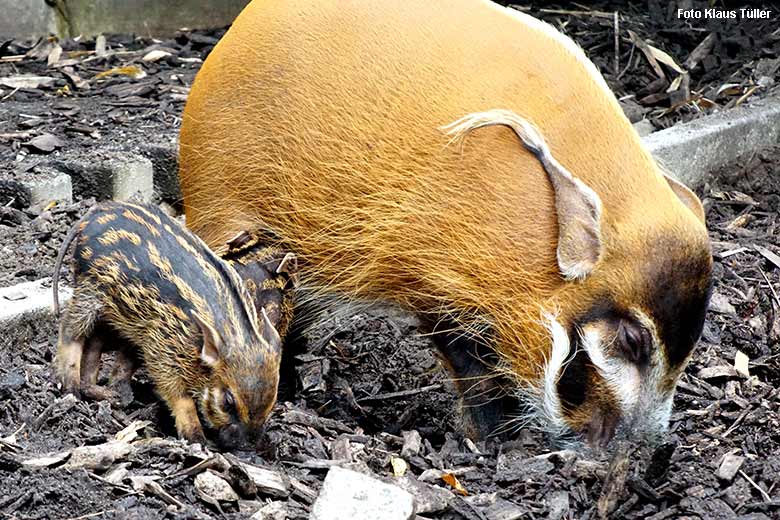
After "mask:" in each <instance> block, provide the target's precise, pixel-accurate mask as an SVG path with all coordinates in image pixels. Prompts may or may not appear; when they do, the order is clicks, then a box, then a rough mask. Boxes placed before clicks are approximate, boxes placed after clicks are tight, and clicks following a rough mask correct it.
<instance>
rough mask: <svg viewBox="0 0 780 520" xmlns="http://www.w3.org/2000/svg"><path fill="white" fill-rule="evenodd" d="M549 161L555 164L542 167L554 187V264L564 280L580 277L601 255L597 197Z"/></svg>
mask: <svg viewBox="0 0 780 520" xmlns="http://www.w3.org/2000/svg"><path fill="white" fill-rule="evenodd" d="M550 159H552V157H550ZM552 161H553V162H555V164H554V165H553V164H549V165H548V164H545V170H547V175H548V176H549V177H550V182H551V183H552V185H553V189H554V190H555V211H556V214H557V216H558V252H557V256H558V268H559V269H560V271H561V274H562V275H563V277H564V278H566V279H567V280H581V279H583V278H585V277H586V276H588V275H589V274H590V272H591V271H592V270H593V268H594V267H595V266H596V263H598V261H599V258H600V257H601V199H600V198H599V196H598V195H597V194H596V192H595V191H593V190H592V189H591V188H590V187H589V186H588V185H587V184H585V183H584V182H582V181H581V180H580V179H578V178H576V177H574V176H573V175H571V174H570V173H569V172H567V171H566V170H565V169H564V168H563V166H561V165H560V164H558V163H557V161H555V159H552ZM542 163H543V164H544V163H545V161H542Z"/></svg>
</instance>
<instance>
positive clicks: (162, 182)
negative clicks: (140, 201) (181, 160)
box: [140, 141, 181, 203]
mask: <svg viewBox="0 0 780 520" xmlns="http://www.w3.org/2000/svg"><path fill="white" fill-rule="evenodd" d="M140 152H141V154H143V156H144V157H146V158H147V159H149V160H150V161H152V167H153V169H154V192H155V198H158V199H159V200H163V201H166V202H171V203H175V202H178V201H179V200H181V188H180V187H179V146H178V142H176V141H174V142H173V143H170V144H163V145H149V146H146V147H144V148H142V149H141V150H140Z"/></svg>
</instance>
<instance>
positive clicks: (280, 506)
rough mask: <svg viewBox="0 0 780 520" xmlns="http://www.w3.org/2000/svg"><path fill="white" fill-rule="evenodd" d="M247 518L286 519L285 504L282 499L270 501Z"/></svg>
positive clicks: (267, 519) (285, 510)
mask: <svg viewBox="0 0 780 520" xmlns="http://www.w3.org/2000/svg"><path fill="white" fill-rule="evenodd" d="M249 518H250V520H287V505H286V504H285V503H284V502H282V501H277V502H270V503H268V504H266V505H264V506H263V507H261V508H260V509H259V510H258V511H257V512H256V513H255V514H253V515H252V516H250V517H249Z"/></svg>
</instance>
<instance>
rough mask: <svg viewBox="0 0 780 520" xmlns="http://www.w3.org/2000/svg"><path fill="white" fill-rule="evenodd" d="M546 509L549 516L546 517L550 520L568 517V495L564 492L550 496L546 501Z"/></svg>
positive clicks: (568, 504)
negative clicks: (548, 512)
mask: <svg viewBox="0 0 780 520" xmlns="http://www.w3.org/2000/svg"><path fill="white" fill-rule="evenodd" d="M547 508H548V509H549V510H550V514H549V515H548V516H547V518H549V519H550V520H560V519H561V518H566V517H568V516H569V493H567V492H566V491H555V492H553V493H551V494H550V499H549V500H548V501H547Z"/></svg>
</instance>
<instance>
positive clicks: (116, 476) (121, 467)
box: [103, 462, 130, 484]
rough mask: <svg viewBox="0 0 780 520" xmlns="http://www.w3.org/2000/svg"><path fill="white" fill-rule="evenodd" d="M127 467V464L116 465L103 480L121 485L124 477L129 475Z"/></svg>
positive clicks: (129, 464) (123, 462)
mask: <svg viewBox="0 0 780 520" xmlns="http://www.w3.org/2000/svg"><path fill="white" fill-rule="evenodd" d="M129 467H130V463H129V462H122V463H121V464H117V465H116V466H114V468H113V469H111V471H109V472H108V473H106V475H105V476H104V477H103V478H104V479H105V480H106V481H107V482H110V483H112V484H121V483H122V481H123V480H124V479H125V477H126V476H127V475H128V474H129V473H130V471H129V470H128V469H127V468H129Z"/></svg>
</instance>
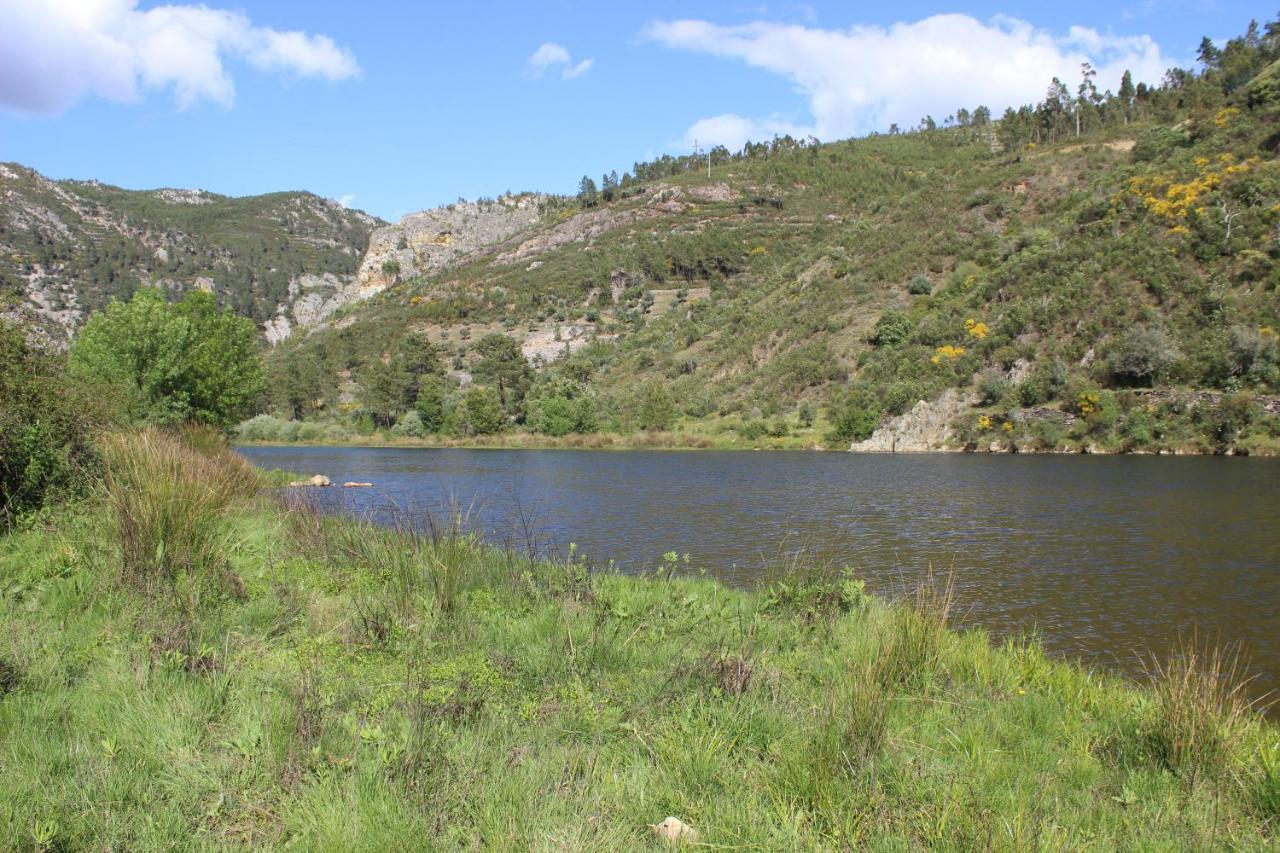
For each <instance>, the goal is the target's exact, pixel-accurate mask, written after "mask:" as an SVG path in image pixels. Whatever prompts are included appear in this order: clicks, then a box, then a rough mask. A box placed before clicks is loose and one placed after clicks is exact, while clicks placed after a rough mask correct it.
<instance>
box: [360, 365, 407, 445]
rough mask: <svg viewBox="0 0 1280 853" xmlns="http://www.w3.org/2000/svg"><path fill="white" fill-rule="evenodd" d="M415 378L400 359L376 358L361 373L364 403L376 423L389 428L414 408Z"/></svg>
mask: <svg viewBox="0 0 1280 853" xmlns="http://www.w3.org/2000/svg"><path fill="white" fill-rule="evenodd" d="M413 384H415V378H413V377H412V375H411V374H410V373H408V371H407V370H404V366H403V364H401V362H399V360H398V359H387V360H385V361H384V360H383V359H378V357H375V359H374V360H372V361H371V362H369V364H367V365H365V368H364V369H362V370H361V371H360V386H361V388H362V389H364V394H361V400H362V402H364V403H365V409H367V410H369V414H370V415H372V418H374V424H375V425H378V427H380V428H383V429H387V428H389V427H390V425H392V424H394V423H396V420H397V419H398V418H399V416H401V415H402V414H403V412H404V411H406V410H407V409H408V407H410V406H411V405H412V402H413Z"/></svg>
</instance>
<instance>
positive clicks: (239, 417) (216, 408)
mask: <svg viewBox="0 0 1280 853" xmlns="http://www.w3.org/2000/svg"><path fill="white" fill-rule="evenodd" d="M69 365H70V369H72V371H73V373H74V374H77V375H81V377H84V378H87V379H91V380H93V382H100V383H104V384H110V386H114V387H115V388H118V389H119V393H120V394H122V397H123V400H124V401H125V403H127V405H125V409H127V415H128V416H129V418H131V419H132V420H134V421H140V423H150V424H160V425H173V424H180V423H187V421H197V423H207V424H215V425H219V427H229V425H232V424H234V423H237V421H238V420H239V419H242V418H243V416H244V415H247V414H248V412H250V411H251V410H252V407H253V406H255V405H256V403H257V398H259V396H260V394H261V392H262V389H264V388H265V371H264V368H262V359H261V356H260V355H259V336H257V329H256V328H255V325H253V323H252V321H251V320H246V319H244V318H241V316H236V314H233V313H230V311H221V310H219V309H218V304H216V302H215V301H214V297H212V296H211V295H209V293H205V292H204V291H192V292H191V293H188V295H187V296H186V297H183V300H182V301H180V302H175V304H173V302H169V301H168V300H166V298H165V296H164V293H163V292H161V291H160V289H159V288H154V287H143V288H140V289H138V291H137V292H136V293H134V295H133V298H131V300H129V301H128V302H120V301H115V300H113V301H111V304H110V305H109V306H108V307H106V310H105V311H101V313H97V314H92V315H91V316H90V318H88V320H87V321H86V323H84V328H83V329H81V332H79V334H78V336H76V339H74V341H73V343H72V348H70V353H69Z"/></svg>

* * * * *

§ **Your goal**:
Pictures stay out; everything else in the entries is copied exactly.

§ **Your response**:
After "mask:" in each <instance> block, provide the target's precise, pixel-accurate mask as an SVG path with all coordinates in image pixels. Prompts may or may not appear; when they do, the order is clicks, then a box, then a rough mask. Boxes placed before clicks are approximate, boxes placed after clicks are tight, and clicks following a rough mask correct it.
<instance>
rough mask: <svg viewBox="0 0 780 520" xmlns="http://www.w3.org/2000/svg"><path fill="white" fill-rule="evenodd" d="M549 161L555 164L542 167L554 187V264L564 280L580 277L601 255L597 197Z"/></svg>
mask: <svg viewBox="0 0 780 520" xmlns="http://www.w3.org/2000/svg"><path fill="white" fill-rule="evenodd" d="M550 159H552V157H550ZM552 161H553V162H555V164H554V165H553V164H549V165H548V164H545V170H547V175H548V176H549V177H550V182H551V183H552V185H553V189H554V190H555V211H556V214H557V216H558V252H557V256H558V268H559V269H560V271H561V274H562V275H563V277H564V278H566V279H567V280H581V279H583V278H585V277H586V276H588V275H589V274H590V272H591V271H592V270H593V268H594V267H595V266H596V263H598V261H599V258H600V257H601V199H600V198H599V196H598V195H597V194H596V192H595V191H593V190H592V189H591V188H590V187H589V186H588V185H587V184H585V183H584V182H582V181H581V180H580V179H578V178H576V177H574V176H573V175H571V174H570V173H569V172H567V171H566V170H565V169H564V168H563V166H561V165H560V164H558V163H557V161H555V159H552ZM542 163H543V164H544V163H545V161H542Z"/></svg>
</instance>
<instance>
positive clicks: (162, 182)
negative clicks: (140, 201) (181, 160)
box: [140, 141, 181, 203]
mask: <svg viewBox="0 0 780 520" xmlns="http://www.w3.org/2000/svg"><path fill="white" fill-rule="evenodd" d="M140 152H141V154H143V156H144V157H146V158H147V159H149V160H150V161H152V167H153V169H154V192H155V198H158V199H159V200H163V201H166V202H171V203H175V202H178V201H179V200H181V188H180V187H179V146H178V142H176V141H174V142H173V143H170V144H163V145H149V146H146V147H144V148H142V149H141V150H140Z"/></svg>
</instance>
<instance>
positive clicks: (280, 506)
rough mask: <svg viewBox="0 0 780 520" xmlns="http://www.w3.org/2000/svg"><path fill="white" fill-rule="evenodd" d="M247 518L286 519L285 504L282 499L270 501Z"/></svg>
positive clicks: (267, 519) (285, 510)
mask: <svg viewBox="0 0 780 520" xmlns="http://www.w3.org/2000/svg"><path fill="white" fill-rule="evenodd" d="M249 518H250V520H287V505H286V504H285V503H284V502H282V501H277V502H270V503H268V504H266V505H264V506H263V507H261V508H260V509H259V510H258V511H257V512H256V513H255V514H253V515H252V516H250V517H249Z"/></svg>
</instance>
<instance>
rough mask: <svg viewBox="0 0 780 520" xmlns="http://www.w3.org/2000/svg"><path fill="white" fill-rule="evenodd" d="M546 509L549 516L546 517L550 520L568 517V495L564 492L550 496L546 501Z"/></svg>
positive clicks: (568, 504)
negative clicks: (548, 512)
mask: <svg viewBox="0 0 780 520" xmlns="http://www.w3.org/2000/svg"><path fill="white" fill-rule="evenodd" d="M547 508H548V509H549V510H550V514H549V515H548V516H547V518H549V519H550V520H560V519H561V518H566V517H568V516H569V493H567V492H566V491H555V492H553V493H551V494H550V499H549V500H548V501H547Z"/></svg>
</instance>
<instance>
positive clicks: (116, 476) (121, 467)
box: [103, 462, 130, 484]
rough mask: <svg viewBox="0 0 780 520" xmlns="http://www.w3.org/2000/svg"><path fill="white" fill-rule="evenodd" d="M127 467V464L116 465L103 480L121 485L124 477L129 475Z"/></svg>
positive clicks: (129, 464) (123, 462)
mask: <svg viewBox="0 0 780 520" xmlns="http://www.w3.org/2000/svg"><path fill="white" fill-rule="evenodd" d="M129 467H130V463H129V462H122V463H121V464H117V465H116V466H114V468H113V469H111V471H109V472H108V473H106V475H105V476H104V477H103V478H104V479H105V480H106V481H107V482H110V483H112V484H121V483H122V481H123V480H124V479H125V477H126V476H127V475H128V474H129V473H130V471H129V470H128V469H127V468H129Z"/></svg>
</instance>
For each <instance>, the goal is the target's exact, pixel-accurate mask, written after "mask:" as an SVG path in image pixels. Whatever prompts are included appear in this order: clicks, then a box, then a rough mask. A box placed before clicks is loose and one placed after clicks is exact, while clicks placed after a rough mask correct it.
<instance>
box: [360, 365, 407, 445]
rough mask: <svg viewBox="0 0 1280 853" xmlns="http://www.w3.org/2000/svg"><path fill="white" fill-rule="evenodd" d="M415 378L400 359L376 358L361 373L364 403L376 423L389 428L414 408Z"/></svg>
mask: <svg viewBox="0 0 1280 853" xmlns="http://www.w3.org/2000/svg"><path fill="white" fill-rule="evenodd" d="M413 384H415V378H413V377H412V375H411V374H410V373H408V371H407V370H404V366H403V364H401V362H399V360H398V359H387V360H385V361H384V360H383V359H378V357H375V359H374V360H372V361H371V362H369V364H367V365H365V368H364V369H362V370H361V371H360V386H361V388H362V389H364V394H361V400H362V402H364V403H365V409H367V410H369V414H370V415H372V418H374V424H375V425H378V427H380V428H383V429H387V428H389V427H390V425H392V424H394V423H396V420H397V419H398V418H399V416H401V415H402V414H403V412H404V411H406V410H407V409H408V407H410V406H411V405H412V402H413Z"/></svg>
</instance>
<instance>
positive clicks: (239, 417) (216, 408)
mask: <svg viewBox="0 0 1280 853" xmlns="http://www.w3.org/2000/svg"><path fill="white" fill-rule="evenodd" d="M69 365H70V369H72V371H73V373H74V374H77V375H81V377H84V378H87V379H91V380H93V382H100V383H104V384H110V386H114V387H115V388H118V389H119V393H120V394H122V397H123V400H124V401H125V403H127V405H125V409H127V415H128V416H129V418H131V419H132V420H134V421H140V423H150V424H160V425H173V424H180V423H187V421H197V423H207V424H215V425H219V427H229V425H232V424H234V423H237V421H238V420H239V419H242V418H243V416H244V415H247V414H248V412H250V411H251V410H252V407H253V406H255V405H256V403H257V398H259V396H260V394H261V392H262V389H264V388H265V371H264V368H262V359H261V356H260V355H259V336H257V329H256V328H255V325H253V323H252V321H251V320H246V319H244V318H241V316H236V314H233V313H230V311H221V310H219V309H218V304H216V302H215V301H214V297H212V296H211V295H209V293H205V292H204V291H192V292H191V293H188V295H187V296H186V297H183V300H182V301H180V302H175V304H173V302H169V301H168V300H166V298H165V296H164V293H163V292H161V291H160V289H159V288H154V287H143V288H140V289H138V291H137V292H136V293H134V295H133V298H131V300H129V301H128V302H120V301H115V300H113V301H111V304H110V305H109V306H108V307H106V310H105V311H101V313H97V314H92V315H91V316H90V318H88V320H87V321H86V323H84V328H83V329H81V332H79V334H78V336H76V339H74V341H73V343H72V348H70V353H69Z"/></svg>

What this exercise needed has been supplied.